## SELECTED EXTRACT
↓↓↓
# Monitor is flashing on & off continuously



## mncoomer_07 (Jan 9, 2011)

I have an HP w1907 widescreen 19" LCD monitor, and have had it for over one year. I have had absolutely no problems with this monitor, but about a week ago the monitor suddenly starting flashing on and off, and it's progressively gotten worse. It used to begin only when a program was running on the computer, but now it starts doing it as soon as Windows boots up. The flashing occurs every second - I can't even tell what the heck I'm doing on the computer because it's flashing so much. The monitor isn't turning itself off and then back on, and the computer is on the whole time - the monitor just keeps FLASHING over and over and won't stop, like it's losing signal (which I'm assuming it may be?). The computer I'm using is a Dell and it's about 7-8 years old, but still does what I need it to do. The monitor doesn't flash on and off when I boot the computer into safe mode (which is what I'm using right now to type this). I did read online somewhere that it may be the video card in the PC if the monitor works in safe mode, so I'm assuming it's the video card. I did download the most recent update for it, and it worked for maybe about a minute after restart, but then assumed its flashing again. The video card that's installed is the NVIDIA GeForce FX 5200 if that helps, and the OS is Windows XP, the 32-bit version. There has been no trauma to the monitor at all. I am planning on borrowing another monitor to hook it up to see if it still does it, and then we have an extra cable to try too. I don't know what to do! This problem is driving me insane!  I would really appreciate any input or advice. Thanks in advance!!
↑↑↑
## TASK
Pick up the forum thread about the flashing monitor where it stops, and continue it. The listing that comes next is separate material with no connection to the forum thread about the flashing monitor.

Dataset rows
↓↓↓
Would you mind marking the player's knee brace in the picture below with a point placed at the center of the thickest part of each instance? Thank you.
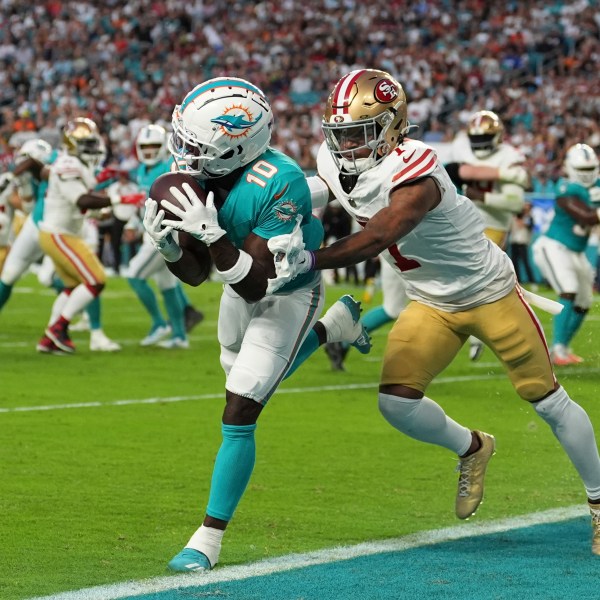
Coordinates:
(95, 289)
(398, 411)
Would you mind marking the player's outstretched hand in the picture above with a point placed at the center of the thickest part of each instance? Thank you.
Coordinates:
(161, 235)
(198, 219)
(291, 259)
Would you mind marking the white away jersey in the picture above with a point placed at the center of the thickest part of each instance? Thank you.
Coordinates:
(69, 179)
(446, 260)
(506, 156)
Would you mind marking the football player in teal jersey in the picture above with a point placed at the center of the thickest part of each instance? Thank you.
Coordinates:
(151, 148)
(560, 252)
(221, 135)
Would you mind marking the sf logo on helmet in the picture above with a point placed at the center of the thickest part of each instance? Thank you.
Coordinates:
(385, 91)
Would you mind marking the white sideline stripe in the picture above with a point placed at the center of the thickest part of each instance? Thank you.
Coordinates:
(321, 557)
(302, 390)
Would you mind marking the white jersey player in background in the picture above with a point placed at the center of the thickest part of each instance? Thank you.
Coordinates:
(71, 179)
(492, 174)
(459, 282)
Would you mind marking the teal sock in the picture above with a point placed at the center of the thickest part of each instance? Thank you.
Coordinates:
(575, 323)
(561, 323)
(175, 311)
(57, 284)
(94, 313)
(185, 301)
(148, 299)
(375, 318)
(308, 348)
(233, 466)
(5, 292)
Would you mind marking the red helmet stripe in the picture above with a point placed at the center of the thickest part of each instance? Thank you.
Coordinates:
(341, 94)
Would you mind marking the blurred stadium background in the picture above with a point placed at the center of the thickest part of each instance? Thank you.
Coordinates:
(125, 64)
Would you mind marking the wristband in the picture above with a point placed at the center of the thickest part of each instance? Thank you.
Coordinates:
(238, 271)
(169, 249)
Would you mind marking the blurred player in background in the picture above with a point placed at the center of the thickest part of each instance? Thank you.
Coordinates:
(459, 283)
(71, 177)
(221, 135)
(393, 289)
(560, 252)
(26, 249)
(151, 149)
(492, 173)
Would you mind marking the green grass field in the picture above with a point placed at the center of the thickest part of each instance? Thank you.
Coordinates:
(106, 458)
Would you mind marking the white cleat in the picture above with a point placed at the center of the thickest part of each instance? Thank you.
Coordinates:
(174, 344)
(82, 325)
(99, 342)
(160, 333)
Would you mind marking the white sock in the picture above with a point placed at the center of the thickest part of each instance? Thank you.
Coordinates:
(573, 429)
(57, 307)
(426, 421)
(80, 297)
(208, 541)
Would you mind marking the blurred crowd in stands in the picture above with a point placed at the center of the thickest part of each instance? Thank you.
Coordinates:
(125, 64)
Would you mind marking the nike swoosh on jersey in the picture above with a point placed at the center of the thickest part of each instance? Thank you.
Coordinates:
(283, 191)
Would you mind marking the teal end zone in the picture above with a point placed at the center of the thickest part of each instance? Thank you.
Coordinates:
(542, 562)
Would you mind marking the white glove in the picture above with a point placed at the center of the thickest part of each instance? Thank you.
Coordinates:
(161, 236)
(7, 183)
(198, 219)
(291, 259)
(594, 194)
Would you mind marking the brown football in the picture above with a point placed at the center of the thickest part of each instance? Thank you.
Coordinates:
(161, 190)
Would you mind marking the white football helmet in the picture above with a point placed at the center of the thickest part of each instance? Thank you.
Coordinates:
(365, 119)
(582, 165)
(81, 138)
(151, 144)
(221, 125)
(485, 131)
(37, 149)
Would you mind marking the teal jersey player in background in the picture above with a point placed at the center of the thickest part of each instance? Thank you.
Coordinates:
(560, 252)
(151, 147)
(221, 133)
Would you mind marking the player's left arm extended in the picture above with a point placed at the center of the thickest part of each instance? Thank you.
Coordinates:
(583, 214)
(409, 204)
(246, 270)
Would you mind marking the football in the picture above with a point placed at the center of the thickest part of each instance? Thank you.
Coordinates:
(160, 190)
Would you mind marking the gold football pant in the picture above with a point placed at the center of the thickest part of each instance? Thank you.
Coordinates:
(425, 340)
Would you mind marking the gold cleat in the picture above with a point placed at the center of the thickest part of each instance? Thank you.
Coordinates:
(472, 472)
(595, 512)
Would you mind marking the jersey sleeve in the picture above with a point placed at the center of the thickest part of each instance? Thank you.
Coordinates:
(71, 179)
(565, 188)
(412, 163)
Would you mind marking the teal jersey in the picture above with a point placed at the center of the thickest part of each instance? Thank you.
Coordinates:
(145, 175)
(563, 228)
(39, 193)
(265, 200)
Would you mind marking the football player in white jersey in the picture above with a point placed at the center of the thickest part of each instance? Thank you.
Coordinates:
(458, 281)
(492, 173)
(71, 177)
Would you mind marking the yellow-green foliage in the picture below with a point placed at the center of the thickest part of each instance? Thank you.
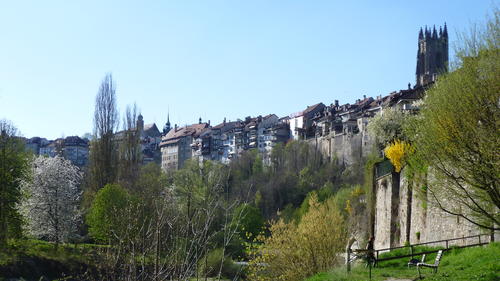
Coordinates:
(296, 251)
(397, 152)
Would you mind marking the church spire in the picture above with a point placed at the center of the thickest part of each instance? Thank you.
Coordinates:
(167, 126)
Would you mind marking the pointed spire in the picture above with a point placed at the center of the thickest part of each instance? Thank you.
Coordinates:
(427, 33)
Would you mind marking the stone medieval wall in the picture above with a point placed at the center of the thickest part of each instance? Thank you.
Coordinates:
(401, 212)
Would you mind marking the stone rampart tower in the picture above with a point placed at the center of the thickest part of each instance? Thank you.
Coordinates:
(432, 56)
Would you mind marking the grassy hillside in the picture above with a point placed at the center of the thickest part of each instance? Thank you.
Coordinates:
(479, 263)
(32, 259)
↑↑↑
## REPLY
----------



## georgemarvin (Jan 11, 2011)

I've got 2 monitors connected to my computer, with the same image cloned to both. My smaller monitor has a tendency to start blinking every second for no apparent reason; I can re-start windows, and it doesn't help. However, if I just go into display and change the resolution, then cancel the change during the 15 seconds before it automatically reverts, as soon as I cancel the change, it quits blinking and doesn't start blinking again for anywhere from a few hours to a few days. The blinking occurs with both Windows XP and Windows 7. I switched the monitor cables, so that the one that blinks was on the monitor output previously occupied by the larger monitor, which always works perfectly. The smaller monitor began blinking on that output, just like it had on the other one. I'm going to take it to a friend's house and have him use it for a few hours; if it starts blinking again, I will know for sure that it's the monitor going bad. If it doesn't blink on another computer, it may be some sort of weird compatibility issue. 

If you can see the screen well enough to change the resolution, do so then just hit the revert button, that may be a temporary fix; if that doesn't work, you may need either a new video card or a new monitor. My guess is that, in my case, it's the monitor, but I could be wrong.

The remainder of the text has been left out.